**Brief:** Please locate each row containing the word "strip" and copy those lines in full.

**Provided information:**
Begin

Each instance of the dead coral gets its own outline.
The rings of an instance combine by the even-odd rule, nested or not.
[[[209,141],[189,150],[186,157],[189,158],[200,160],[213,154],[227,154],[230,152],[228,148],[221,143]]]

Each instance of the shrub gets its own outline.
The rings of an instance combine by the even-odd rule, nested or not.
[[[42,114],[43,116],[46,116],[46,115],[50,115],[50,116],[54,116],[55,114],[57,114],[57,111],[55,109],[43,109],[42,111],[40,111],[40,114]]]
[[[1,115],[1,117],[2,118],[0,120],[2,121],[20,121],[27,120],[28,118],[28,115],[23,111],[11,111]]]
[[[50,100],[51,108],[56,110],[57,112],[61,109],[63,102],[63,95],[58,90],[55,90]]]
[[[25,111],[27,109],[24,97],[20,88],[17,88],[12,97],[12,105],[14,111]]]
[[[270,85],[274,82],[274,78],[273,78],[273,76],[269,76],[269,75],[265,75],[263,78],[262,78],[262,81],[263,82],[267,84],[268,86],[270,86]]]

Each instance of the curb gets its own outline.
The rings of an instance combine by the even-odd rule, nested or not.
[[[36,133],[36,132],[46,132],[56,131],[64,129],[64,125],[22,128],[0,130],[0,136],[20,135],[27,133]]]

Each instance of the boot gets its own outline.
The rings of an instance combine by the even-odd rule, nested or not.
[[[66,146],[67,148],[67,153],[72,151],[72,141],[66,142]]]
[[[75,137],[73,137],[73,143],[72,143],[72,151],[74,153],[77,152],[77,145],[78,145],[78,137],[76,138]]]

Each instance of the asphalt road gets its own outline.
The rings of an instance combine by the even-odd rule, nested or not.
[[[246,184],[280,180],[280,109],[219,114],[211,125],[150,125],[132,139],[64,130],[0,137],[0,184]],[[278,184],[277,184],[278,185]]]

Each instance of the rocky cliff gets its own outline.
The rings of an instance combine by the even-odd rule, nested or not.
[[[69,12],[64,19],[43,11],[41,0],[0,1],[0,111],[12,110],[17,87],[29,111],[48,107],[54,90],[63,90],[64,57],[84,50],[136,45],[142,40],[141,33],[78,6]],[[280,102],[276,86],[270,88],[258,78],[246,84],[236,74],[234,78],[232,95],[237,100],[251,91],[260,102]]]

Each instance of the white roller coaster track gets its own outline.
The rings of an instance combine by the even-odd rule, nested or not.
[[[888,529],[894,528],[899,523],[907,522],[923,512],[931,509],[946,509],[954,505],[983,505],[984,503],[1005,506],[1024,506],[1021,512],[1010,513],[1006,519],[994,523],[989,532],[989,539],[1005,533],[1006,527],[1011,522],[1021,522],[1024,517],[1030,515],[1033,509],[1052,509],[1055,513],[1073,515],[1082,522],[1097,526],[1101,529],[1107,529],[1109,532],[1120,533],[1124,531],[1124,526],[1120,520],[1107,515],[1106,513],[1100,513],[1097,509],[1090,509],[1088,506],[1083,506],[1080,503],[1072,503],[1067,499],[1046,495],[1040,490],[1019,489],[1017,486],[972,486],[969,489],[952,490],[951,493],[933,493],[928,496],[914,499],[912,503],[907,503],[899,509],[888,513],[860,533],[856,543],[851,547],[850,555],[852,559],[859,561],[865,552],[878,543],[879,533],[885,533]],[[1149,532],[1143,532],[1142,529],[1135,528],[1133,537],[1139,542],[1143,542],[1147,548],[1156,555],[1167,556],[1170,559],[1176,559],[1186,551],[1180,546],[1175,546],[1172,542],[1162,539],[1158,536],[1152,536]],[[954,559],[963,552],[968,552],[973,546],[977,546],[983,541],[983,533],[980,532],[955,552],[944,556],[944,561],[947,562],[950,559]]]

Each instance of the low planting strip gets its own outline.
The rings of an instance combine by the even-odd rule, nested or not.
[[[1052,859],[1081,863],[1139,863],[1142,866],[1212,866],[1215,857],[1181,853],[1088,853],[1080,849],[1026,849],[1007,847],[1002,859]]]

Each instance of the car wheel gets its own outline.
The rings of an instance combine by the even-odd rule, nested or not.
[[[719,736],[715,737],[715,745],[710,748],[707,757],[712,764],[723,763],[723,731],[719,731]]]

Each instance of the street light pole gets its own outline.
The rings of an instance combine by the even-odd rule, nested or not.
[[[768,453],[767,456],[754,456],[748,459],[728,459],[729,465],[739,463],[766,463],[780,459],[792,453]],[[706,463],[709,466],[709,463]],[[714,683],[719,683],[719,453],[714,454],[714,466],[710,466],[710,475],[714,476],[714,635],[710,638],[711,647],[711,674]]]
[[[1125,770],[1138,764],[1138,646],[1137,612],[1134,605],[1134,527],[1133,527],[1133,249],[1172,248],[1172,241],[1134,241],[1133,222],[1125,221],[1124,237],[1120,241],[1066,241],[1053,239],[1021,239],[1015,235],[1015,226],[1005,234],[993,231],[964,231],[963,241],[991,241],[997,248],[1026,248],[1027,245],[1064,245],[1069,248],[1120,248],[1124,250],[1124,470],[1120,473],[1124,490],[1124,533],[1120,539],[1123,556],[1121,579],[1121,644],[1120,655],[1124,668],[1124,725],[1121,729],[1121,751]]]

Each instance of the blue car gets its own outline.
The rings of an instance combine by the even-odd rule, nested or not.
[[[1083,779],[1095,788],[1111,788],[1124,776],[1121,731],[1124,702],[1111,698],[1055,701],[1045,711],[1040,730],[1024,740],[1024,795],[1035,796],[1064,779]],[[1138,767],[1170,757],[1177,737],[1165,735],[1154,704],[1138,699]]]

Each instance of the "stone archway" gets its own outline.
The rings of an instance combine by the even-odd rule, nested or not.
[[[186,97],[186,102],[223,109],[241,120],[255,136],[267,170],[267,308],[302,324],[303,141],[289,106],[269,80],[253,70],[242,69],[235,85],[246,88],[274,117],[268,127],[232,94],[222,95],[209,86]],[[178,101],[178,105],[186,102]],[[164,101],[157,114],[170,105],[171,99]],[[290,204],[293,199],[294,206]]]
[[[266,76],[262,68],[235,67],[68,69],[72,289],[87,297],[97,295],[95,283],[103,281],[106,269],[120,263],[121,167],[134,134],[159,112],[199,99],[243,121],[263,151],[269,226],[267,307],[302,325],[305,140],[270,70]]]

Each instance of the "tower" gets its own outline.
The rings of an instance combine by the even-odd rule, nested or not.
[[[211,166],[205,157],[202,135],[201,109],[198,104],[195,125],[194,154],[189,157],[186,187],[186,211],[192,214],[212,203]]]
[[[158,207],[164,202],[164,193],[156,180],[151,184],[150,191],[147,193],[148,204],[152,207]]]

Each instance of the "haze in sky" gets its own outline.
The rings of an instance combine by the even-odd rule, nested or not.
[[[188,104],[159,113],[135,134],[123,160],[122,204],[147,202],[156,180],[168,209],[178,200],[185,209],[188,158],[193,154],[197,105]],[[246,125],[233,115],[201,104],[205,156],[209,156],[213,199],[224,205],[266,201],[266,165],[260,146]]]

End

**Written solution:**
Each instance of the low planting strip gets its own outline.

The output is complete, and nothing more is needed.